#### QUOTED PASSAGE:
#####

The French Jesuit Pierre-François-Xavier de Charlevoix’s 1744 journal of his voyage through French North America—New France, Louisiana, and the Caribbean—is among the richest eighteenth-century accounts of the continent’s colonization, as well as its indigenous inhabitants, flora, and fauna. Micah True’s new translation of this influential text is the first to appear since 1763. It provides the first complete and reliable English version of Charlevoix’s journal and reveals the famous Jesuit to have been a better literary stylist than has often been assumed on the basis of earlier translations. Complemented by a detailed introduction and richly annotated, this volume finally makes accessible to an Anglophone audience one of the key texts of eighteenth-century French America.
Micah True, PhD (Duke University, 2009) is associate professor of French and folklore at the University of Alberta. His numerous publications on early French America most notably include
Masters and Students: Jesuit Mission Ethnography in Seventeenth-Century New France (McGill-Queen’s University Press, 2015).

#####

#### GIVEN DATA:
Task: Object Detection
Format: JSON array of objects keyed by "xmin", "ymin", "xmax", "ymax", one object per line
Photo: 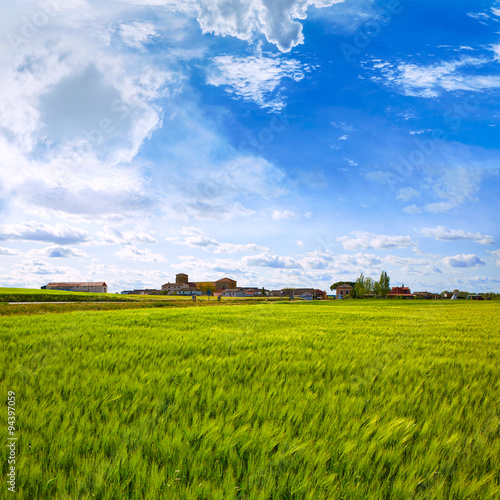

#####

#### WHAT YOU WILL DO:
• a. Answer these from the passage on Charlevoix's journal above:
(i) In what year was Charlevoix's journal published?
(ii) Before Micah True's, in what year did the last translation of the journal appear?
(iii) At which university is Micah True an associate professor?
• b. Please reproduce the passage on Charlevoix's journal between "Micah True, PhD" and "University Press, 2015).", inclusive.

#### OUTPUTS IN ORDER:
• a.
(i) 1744
(ii) 1763
(iii) The University of Alberta

• b.
Micah True, PhD (Duke University, 2009) is associate professor of French and folklore at the University of Alberta. His numerous publications on early French America most notably include
Masters and Students: Jesuit Mission Ethnography in Seventeenth-Century New France (McGill-Queen’s University Press, 2015).